Dataset rows showing where objects appear>
>>>>>
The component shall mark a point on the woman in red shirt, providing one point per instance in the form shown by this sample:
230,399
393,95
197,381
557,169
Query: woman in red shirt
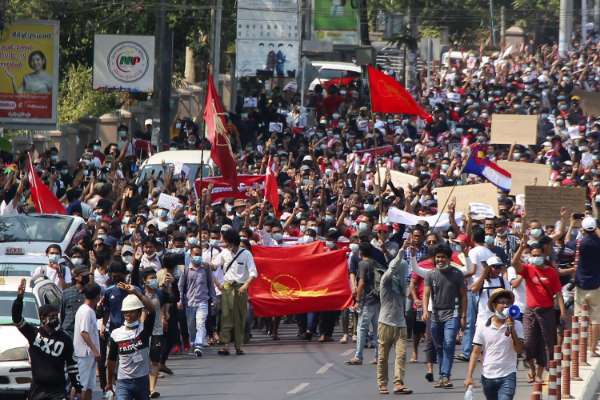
539,321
<<<<<
THE REQUEST> Please output every line of the rows above without any changes, leaving the pictures out.

RESPONSE TO THE EXERCISE>
The component shall mark a point on the woman in red shirt, providing one point per instance in the form shown by this sample:
230,399
393,95
197,381
557,169
Query: woman in red shirt
539,321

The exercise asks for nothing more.